[Data drawn from a collection]
_____

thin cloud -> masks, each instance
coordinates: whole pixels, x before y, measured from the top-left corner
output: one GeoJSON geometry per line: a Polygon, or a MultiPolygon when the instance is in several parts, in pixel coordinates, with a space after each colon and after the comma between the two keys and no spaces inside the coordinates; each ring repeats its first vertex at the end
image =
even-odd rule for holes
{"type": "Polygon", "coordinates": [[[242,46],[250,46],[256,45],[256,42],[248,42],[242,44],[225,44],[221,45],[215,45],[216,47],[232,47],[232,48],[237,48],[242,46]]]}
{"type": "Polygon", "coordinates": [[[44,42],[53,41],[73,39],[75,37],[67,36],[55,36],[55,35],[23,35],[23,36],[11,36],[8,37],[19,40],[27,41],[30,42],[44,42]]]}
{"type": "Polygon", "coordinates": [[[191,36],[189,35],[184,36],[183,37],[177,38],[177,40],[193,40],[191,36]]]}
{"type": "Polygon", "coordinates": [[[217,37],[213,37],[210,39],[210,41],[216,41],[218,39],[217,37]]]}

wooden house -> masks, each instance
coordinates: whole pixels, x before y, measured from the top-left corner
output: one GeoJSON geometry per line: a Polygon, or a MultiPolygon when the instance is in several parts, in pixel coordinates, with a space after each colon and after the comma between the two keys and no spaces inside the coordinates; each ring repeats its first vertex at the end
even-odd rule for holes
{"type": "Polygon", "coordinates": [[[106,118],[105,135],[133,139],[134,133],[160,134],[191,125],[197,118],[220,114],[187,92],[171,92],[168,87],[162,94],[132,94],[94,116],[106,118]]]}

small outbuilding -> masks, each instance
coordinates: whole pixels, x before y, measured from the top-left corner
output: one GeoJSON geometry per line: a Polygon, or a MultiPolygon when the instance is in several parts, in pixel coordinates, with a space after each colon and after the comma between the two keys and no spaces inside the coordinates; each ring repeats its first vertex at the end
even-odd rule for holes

_____

What to work on:
Reproduce the lines above, changing every "whole pixels" to "integer pixels" and leaving everything else unchanged.

Response:
thin cloud -> masks, each instance
coordinates: integer pixels, x before y, measured from the top-left corner
output: one GeoJSON geometry per line: a Polygon, or a MultiPolygon when the instance is in several parts, in pixel coordinates, with a space after each colon and after the comma between the two keys and no spaces inside the coordinates; each ring repeats its first vertex at the end
image =
even-odd rule for holes
{"type": "Polygon", "coordinates": [[[242,46],[250,46],[256,45],[256,42],[248,42],[242,44],[225,44],[221,45],[215,45],[216,47],[232,47],[232,48],[237,48],[242,46]]]}
{"type": "Polygon", "coordinates": [[[44,42],[53,41],[73,39],[75,37],[67,36],[55,36],[55,35],[23,35],[23,36],[11,36],[8,37],[19,40],[27,41],[30,42],[44,42]]]}
{"type": "Polygon", "coordinates": [[[191,36],[189,35],[184,36],[183,37],[177,38],[177,40],[193,40],[191,36]]]}
{"type": "Polygon", "coordinates": [[[217,37],[213,37],[210,39],[210,41],[216,41],[218,39],[217,37]]]}

wooden house -> masks, each instance
coordinates: integer pixels, x before y, measured from the top-left corner
output: one GeoJSON geometry per line: a Polygon, or a MultiPolygon when the instance is in several parts, in pixel coordinates, with a space after each colon and after the comma between the two keys and no spaces inside the coordinates; each ring repeats its first vertex at the end
even-odd rule for holes
{"type": "Polygon", "coordinates": [[[106,118],[105,135],[133,139],[134,133],[160,134],[191,125],[197,118],[220,114],[187,92],[171,92],[168,87],[162,94],[132,94],[94,116],[106,118]]]}

small outbuilding -> masks, each instance
coordinates: integer pixels, x before y, measured from the top-left corner
output: one GeoJSON geometry per line: a Polygon, or a MultiPolygon when the instance is in several parts, in pixel coordinates, with a space after each colon and after the comma between the two keys and no spaces inside the coordinates; each ring repeats its first vertex at the end
even-odd rule for holes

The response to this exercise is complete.